▶ What is expected
Render the data below as a JSON list of strings, one string per line, with blank lines omitted.

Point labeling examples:
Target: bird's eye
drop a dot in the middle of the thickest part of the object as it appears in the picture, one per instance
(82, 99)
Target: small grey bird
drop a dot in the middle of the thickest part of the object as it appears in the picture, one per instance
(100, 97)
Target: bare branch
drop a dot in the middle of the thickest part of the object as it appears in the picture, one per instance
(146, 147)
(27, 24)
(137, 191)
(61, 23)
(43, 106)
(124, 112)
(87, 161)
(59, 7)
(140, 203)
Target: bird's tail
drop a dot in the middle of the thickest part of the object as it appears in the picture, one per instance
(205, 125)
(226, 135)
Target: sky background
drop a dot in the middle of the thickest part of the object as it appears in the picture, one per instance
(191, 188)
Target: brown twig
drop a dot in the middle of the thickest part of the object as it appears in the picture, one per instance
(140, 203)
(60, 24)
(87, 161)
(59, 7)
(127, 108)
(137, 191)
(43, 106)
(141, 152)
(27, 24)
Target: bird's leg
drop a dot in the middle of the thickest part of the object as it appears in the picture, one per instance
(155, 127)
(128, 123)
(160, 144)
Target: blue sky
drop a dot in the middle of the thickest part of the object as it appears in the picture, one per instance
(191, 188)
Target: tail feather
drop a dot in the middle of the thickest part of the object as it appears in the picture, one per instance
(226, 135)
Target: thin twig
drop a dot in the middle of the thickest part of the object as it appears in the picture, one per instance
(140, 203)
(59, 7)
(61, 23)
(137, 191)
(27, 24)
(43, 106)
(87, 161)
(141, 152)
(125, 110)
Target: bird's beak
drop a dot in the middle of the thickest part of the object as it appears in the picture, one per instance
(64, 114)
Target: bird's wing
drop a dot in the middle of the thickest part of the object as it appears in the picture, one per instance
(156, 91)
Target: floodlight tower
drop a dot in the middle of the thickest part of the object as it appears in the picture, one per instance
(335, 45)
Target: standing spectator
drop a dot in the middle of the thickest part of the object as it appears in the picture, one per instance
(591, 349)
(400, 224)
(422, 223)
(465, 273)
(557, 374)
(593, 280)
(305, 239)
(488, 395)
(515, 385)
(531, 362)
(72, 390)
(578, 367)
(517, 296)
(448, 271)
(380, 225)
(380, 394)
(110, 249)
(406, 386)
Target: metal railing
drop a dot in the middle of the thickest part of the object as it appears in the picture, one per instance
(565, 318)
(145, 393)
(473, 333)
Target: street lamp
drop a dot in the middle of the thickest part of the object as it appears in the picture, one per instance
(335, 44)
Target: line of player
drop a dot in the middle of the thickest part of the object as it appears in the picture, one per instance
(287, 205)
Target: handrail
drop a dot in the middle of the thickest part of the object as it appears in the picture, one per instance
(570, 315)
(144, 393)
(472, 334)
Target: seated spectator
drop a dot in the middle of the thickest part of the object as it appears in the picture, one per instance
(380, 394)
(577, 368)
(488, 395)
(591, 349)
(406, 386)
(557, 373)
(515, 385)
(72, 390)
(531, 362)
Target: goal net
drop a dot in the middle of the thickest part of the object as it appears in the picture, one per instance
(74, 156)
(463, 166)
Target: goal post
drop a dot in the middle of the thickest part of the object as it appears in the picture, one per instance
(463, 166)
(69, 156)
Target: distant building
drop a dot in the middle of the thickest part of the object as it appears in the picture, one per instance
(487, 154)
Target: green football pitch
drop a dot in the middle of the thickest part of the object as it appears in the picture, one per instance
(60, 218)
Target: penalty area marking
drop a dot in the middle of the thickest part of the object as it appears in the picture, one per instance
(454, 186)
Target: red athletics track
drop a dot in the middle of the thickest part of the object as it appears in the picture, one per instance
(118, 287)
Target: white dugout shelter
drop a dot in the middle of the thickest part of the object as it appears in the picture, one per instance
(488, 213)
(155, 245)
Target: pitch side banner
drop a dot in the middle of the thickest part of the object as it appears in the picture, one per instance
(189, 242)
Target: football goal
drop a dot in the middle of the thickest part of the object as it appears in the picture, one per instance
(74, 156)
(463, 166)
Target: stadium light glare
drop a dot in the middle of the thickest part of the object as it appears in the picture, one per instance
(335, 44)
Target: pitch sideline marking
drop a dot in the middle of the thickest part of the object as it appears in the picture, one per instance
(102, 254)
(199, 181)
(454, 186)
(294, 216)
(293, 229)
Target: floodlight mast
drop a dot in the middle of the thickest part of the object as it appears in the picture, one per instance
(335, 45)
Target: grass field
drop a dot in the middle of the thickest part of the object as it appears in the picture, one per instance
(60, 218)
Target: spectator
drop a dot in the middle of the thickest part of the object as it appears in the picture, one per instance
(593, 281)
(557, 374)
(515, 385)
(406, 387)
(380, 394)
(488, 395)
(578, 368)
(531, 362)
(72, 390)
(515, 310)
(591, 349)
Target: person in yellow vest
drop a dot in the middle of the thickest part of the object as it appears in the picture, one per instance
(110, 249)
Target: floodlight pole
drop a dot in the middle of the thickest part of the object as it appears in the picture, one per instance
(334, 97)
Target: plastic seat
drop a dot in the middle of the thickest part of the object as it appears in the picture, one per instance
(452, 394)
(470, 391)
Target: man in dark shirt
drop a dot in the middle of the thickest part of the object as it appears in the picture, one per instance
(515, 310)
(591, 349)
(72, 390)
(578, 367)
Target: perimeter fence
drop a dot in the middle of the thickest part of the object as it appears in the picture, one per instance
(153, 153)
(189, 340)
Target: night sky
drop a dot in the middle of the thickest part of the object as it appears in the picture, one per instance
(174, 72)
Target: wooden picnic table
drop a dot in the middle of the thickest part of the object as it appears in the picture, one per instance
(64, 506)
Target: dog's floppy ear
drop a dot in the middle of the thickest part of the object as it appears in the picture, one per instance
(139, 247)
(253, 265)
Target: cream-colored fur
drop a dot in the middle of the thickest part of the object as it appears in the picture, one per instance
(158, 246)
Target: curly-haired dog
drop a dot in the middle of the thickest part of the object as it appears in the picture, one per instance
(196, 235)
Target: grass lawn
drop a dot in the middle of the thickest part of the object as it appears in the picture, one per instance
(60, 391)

▶ Full response
[
  "Target: bird's eye",
  "drop a dot in the middle of the thickest part of the object as it appears in the picture, one per instance",
  "(82, 99)",
  "Target: small grey bird",
  "drop a dot in the middle of the thickest part of the object as it appears in the picture, one per instance",
  "(100, 97)",
  "Target: bare branch",
  "drop a dot in the middle of the thickest part of the object as it appears in the picture, one per instance",
  "(146, 147)",
  "(27, 24)",
  "(137, 191)",
  "(61, 23)",
  "(43, 106)",
  "(124, 112)",
  "(87, 161)",
  "(59, 7)",
  "(140, 203)",
  "Target: bird's tail",
  "drop a dot in the middle of the thickest part of the object as it appears in the picture, one per instance",
  "(205, 125)",
  "(226, 135)",
  "Target: sky background",
  "drop a dot in the middle of the thickest part of the object as it appears in the picture, one per instance",
  "(191, 188)",
  "Target: brown twig",
  "drop a dot in the middle of the thickest part of the object as it appears in the picture, one per instance",
  "(140, 203)",
  "(60, 24)",
  "(87, 161)",
  "(59, 7)",
  "(127, 108)",
  "(137, 191)",
  "(43, 106)",
  "(141, 152)",
  "(27, 24)",
  "Target: bird's leg",
  "drop a dot in the middle of the thickest part of the object as it appears in the picture, one per instance",
  "(155, 127)",
  "(128, 123)",
  "(160, 144)",
  "Target: blue sky",
  "drop a dot in the middle of the thickest part of the object as it appears in the picture, one per instance",
  "(191, 188)",
  "Target: tail feather",
  "drop a dot in the middle of the thickest part of the object as it appears in the picture, one per instance",
  "(226, 135)",
  "Target: thin twig",
  "drop a dot in the middle of the thickest part of the object as it appears in the picture, one per instance",
  "(140, 203)",
  "(59, 7)",
  "(61, 23)",
  "(137, 191)",
  "(27, 24)",
  "(43, 106)",
  "(87, 161)",
  "(141, 152)",
  "(125, 110)",
  "Target: bird's beak",
  "drop a dot in the middle of the thickest part of the object as it appears in the picture, one per instance",
  "(64, 114)",
  "Target: bird's wing",
  "drop a dot in the middle of the thickest part of the object as it appears in the picture, one per instance",
  "(156, 91)",
  "Target: floodlight tower",
  "drop a dot in the middle of the thickest part of the object as it appears in the picture, one per instance",
  "(335, 45)",
  "Target: standing spectator",
  "drop a dot in the middle of the thickest part of the object as it appears in the picture, one per instance",
  "(591, 349)",
  "(400, 224)",
  "(422, 223)",
  "(465, 273)",
  "(557, 374)",
  "(593, 280)",
  "(305, 239)",
  "(488, 395)",
  "(515, 385)",
  "(531, 362)",
  "(72, 390)",
  "(578, 367)",
  "(517, 296)",
  "(448, 271)",
  "(380, 225)",
  "(380, 394)",
  "(110, 249)",
  "(406, 386)",
  "Target: metal railing",
  "drop a dot in the middle of the thickest part of the object as it appears in the picture, one per instance",
  "(565, 318)",
  "(145, 393)",
  "(473, 333)",
  "Target: street lamp",
  "drop a dot in the middle of the thickest part of the object as it appears in the picture, one per instance",
  "(335, 44)",
  "Target: line of player",
  "drop a dot in the middle of the thickest part of the object as it appears in the picture, one per instance",
  "(287, 205)",
  "Target: handrail",
  "drop a dot in the middle of the thickest part of the object as it appears in the picture, one per instance",
  "(570, 315)",
  "(144, 393)",
  "(472, 334)",
  "Target: seated spectator",
  "drop a dot in the middle of the thickest part of the object as it appears in the picture, one per instance",
  "(380, 394)",
  "(577, 368)",
  "(488, 395)",
  "(591, 349)",
  "(406, 386)",
  "(557, 373)",
  "(515, 385)",
  "(72, 390)",
  "(531, 362)",
  "Target: goal net",
  "drop a dot in the middle of the thickest part of the object as it appears in the picture, one per instance",
  "(74, 156)",
  "(463, 166)",
  "Target: goal post",
  "drop a dot in the middle of the thickest part of the object as it appears in the picture, one per instance",
  "(463, 166)",
  "(69, 156)",
  "Target: distant building",
  "drop a dot in the middle of the thickest part of the object as it appears in the picture, one per instance",
  "(487, 154)",
  "Target: green football pitch",
  "drop a dot in the middle of the thickest part of the object as it appears in the picture, one per instance",
  "(60, 218)",
  "Target: penalty area marking",
  "drop a dot in the middle of the thickest part of the object as it appears in the picture, one per instance",
  "(454, 186)",
  "Target: red athletics track",
  "drop a dot in the middle of the thickest part of the object as it appears in the picture, one per instance",
  "(118, 287)",
  "Target: white dugout shelter",
  "drop a dot in the middle of the thickest part of the object as it appears in the picture, one per instance",
  "(488, 213)",
  "(155, 245)",
  "Target: pitch side banner",
  "drop a dot in the middle of the thickest part of the object as it appears in the picture, one per instance",
  "(189, 242)",
  "Target: football goal",
  "drop a dot in the middle of the thickest part of the object as it appears in the picture, one per instance",
  "(74, 156)",
  "(463, 166)",
  "Target: stadium light glare",
  "drop a dot in the middle of the thickest part of the object as it appears in the picture, one per instance",
  "(335, 44)",
  "Target: pitch sideline marking",
  "drop a dot in the middle of the thickest part of the object as it appears in the picture, one per instance",
  "(102, 254)",
  "(199, 181)",
  "(454, 186)",
  "(294, 216)",
  "(293, 229)",
  "Target: floodlight mast",
  "drop a dot in the middle of the thickest part of the object as it appears in the picture, one per instance",
  "(335, 45)",
  "Target: grass field",
  "drop a dot in the middle of the thickest part of the object as it appears in the picture, one per instance",
  "(60, 218)",
  "Target: spectator",
  "drop a dot in the middle of the thickest part of the object as it appears in the picture, one per instance",
  "(593, 281)",
  "(557, 374)",
  "(515, 385)",
  "(406, 387)",
  "(380, 394)",
  "(488, 395)",
  "(578, 368)",
  "(531, 362)",
  "(72, 390)",
  "(515, 310)",
  "(591, 349)",
  "Target: person in yellow vest",
  "drop a dot in the middle of the thickest part of the object as it appears in the picture, one per instance",
  "(110, 249)",
  "Target: floodlight pole",
  "drop a dot in the middle of the thickest part of the object as it appears in the picture, one per instance",
  "(334, 97)",
  "Target: plastic seat",
  "drop a dot in the middle of the thickest part of the object as it appears in the picture, one per instance",
  "(452, 394)",
  "(470, 391)",
  "Target: man in dark shirt",
  "drop a dot in the middle of the thickest part of the object as it appears in the picture, one per instance",
  "(515, 310)",
  "(591, 349)",
  "(72, 390)",
  "(578, 367)",
  "Target: perimeter fence",
  "drop a dot in the middle of the thickest part of the object as it appears in the picture, one per instance",
  "(153, 153)",
  "(189, 340)",
  "Target: night sky",
  "drop a dot in the middle of the thickest part of the object as it appears in the picture, one per instance",
  "(174, 72)",
  "Target: wooden picnic table",
  "drop a dot in the middle of the thickest part of the object as it appears in the picture, one per instance",
  "(64, 506)",
  "Target: dog's floppy ear",
  "drop a dot in the middle of the thickest part of the object as it appears in the picture, one per instance",
  "(139, 247)",
  "(253, 265)",
  "Target: cream-colored fur",
  "drop a dot in the middle of the thickest part of the object as it appears in the picture, one per instance",
  "(158, 246)",
  "Target: curly-haired dog",
  "drop a dot in the middle of the thickest part of the object as it appears in the picture, one per instance",
  "(196, 235)",
  "Target: grass lawn",
  "drop a dot in the middle of the thickest part of the object as it appears in the picture, one per instance",
  "(60, 391)"
]